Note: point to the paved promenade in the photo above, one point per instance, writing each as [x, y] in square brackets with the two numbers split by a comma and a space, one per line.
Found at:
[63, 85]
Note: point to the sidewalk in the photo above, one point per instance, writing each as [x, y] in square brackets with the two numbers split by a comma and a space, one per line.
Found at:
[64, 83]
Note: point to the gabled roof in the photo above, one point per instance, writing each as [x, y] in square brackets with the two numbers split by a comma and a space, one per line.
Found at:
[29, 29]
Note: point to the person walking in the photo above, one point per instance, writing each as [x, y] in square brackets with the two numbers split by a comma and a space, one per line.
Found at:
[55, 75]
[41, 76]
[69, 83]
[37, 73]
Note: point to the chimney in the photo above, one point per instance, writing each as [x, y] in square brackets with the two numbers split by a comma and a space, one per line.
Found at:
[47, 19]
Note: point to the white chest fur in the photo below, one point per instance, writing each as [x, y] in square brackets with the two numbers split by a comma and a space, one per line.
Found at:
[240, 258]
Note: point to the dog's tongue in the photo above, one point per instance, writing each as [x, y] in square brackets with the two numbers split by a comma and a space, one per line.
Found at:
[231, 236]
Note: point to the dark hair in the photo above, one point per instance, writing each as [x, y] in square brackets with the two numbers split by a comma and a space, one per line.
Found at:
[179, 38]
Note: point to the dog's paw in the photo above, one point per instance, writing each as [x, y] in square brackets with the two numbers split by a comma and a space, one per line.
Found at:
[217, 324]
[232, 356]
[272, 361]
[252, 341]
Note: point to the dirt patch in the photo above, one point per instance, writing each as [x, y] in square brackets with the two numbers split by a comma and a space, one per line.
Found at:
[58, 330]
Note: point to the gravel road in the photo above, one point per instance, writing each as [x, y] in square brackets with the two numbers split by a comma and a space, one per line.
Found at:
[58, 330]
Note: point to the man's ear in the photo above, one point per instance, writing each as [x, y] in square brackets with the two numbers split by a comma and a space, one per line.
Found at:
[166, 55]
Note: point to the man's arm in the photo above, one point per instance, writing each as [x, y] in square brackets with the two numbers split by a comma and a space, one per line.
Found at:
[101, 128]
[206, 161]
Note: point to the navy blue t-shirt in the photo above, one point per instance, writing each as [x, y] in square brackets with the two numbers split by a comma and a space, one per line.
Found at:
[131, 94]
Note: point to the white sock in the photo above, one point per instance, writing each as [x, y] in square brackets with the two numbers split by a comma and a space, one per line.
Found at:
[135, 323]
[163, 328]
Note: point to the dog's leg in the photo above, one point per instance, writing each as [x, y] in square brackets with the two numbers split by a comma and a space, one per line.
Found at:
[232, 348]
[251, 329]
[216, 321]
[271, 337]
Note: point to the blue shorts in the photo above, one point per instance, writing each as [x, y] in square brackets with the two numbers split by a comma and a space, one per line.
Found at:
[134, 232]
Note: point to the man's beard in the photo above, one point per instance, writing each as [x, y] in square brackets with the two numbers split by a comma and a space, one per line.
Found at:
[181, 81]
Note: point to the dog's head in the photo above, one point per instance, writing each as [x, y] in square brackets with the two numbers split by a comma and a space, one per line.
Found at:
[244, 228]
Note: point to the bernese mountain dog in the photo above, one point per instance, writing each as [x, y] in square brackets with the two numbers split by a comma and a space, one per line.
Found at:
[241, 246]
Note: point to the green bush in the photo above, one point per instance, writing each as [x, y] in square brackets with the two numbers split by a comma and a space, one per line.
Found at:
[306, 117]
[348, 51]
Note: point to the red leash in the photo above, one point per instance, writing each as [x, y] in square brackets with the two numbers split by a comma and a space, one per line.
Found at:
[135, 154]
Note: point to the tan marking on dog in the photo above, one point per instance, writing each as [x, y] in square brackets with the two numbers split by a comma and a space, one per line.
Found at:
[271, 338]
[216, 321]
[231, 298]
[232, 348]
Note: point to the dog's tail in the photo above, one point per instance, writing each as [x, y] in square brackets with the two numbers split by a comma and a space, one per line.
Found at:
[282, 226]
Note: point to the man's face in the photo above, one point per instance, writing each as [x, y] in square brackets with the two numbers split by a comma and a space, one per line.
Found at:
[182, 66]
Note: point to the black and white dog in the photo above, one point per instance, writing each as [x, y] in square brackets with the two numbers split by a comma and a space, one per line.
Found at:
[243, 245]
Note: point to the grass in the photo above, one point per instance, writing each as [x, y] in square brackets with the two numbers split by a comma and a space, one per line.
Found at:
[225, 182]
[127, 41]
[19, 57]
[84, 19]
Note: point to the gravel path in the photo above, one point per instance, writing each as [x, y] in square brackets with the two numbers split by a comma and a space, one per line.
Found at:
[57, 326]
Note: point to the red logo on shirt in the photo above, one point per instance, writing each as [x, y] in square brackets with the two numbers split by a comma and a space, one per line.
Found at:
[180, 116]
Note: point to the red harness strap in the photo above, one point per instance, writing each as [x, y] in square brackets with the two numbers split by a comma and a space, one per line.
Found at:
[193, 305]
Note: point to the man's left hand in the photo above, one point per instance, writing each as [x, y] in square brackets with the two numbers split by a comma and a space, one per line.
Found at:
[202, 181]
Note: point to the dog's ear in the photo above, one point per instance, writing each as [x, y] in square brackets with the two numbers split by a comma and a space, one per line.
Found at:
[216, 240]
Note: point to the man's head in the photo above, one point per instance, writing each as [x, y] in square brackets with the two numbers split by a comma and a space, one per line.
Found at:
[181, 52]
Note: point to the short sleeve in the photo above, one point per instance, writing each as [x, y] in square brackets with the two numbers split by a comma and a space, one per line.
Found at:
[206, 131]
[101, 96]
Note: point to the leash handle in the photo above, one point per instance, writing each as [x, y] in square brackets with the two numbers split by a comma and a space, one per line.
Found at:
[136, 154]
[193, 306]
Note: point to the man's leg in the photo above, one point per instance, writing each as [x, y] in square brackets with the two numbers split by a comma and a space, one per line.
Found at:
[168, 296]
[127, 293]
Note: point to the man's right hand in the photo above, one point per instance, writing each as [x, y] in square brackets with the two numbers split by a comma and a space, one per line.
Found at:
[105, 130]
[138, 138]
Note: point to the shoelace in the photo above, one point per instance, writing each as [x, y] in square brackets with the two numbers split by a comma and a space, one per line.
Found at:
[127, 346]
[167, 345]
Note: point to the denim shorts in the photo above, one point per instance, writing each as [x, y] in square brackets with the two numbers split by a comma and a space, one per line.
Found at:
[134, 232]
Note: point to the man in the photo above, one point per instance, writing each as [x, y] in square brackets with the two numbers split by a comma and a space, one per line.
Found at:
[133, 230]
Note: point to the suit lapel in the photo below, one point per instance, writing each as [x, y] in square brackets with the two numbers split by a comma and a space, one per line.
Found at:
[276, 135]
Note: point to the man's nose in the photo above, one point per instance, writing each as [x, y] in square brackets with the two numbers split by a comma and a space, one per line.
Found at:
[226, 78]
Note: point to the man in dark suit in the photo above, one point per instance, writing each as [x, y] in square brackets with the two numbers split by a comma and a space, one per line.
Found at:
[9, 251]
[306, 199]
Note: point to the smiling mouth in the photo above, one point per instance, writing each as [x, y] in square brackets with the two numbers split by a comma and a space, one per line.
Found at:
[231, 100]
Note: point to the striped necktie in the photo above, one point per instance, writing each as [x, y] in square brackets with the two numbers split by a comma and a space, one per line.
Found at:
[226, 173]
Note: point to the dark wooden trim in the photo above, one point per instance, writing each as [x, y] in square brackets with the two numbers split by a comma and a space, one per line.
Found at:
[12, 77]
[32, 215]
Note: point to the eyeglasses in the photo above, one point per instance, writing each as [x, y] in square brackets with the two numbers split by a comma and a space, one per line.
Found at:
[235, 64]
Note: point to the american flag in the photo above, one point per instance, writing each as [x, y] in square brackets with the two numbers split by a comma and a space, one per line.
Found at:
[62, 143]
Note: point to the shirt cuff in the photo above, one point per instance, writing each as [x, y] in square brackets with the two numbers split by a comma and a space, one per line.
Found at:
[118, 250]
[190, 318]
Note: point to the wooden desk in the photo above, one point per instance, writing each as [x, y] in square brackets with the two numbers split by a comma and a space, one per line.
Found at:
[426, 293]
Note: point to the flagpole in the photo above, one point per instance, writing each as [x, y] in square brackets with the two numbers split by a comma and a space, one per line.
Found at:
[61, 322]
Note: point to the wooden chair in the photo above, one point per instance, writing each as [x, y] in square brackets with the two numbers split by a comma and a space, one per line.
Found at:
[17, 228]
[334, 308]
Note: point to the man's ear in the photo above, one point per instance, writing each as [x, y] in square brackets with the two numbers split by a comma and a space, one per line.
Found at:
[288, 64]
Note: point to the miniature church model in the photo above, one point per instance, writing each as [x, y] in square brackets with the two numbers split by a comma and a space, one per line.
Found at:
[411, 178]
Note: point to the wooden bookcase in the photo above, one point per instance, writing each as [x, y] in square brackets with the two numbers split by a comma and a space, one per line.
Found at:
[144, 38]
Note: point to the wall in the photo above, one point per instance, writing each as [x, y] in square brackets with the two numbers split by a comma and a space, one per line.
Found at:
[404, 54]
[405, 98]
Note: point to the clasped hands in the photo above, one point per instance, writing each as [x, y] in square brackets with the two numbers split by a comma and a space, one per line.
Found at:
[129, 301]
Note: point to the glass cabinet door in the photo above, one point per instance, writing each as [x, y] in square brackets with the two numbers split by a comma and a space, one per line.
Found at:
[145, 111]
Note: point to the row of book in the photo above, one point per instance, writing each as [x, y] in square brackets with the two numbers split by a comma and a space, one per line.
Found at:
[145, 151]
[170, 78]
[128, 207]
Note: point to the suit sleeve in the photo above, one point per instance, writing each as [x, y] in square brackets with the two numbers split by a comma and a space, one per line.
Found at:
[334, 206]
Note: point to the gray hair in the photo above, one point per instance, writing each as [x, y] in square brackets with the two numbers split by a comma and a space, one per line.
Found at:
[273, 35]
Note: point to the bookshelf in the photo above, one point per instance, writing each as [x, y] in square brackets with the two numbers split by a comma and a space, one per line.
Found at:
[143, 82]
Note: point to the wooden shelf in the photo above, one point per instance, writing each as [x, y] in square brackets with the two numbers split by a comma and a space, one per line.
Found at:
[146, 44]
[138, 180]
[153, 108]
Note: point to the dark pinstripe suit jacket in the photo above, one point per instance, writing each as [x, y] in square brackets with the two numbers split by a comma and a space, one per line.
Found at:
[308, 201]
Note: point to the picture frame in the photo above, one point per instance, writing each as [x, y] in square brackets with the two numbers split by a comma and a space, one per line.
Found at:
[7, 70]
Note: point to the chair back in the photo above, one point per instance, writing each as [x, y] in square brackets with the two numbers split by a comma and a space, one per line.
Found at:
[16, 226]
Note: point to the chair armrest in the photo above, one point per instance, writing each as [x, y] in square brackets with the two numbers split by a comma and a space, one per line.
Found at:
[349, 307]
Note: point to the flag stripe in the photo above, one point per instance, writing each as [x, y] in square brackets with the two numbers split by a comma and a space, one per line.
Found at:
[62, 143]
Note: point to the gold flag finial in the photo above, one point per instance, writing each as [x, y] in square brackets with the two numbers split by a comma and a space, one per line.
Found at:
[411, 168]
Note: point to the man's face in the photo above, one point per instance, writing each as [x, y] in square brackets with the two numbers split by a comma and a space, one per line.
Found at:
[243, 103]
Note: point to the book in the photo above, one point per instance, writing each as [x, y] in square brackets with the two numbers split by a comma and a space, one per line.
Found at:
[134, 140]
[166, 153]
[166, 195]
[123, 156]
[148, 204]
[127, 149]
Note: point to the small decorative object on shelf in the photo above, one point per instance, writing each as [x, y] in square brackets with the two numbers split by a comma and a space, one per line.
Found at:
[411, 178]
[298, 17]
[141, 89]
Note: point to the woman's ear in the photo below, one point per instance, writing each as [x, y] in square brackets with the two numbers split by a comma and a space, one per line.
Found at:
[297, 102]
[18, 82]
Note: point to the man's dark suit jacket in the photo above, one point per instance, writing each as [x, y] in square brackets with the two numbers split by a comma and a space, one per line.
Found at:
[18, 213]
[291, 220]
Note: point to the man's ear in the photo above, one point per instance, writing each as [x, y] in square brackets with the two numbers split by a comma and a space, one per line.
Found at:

Trabalho solicitado: Substitua "photo" por "image" no trecho dos registros que começa na linha que contém "Note: point to the small" e vai até o fim dos registros, e reescreva apenas esse trecho, sem mudar mais nada.

Resposta da tarefa:
Note: point to the small decorative object on shelf in the image above, one point per instance, writing each as [x, y] in square brackets with the two numbers split by a comma and a space, one per line.
Found at:
[411, 178]
[298, 17]
[141, 89]
Note: point to the woman's ear in the image below, one point per instance, writing each as [x, y] in square brackets with the two numbers split by a comma and a space, one per line.
Found at:
[297, 102]
[18, 82]
Note: point to the man's dark suit jacket in the image above, one point per instance, writing each as [x, y] in square brackets with the two numbers split by a comma and a space, one per line.
Found at:
[18, 213]
[291, 220]
Note: point to the man's ear in the image above, one point per instance, writing each as [x, y] in square brackets with the two numbers split by a comma and a space, one per line.
Found at:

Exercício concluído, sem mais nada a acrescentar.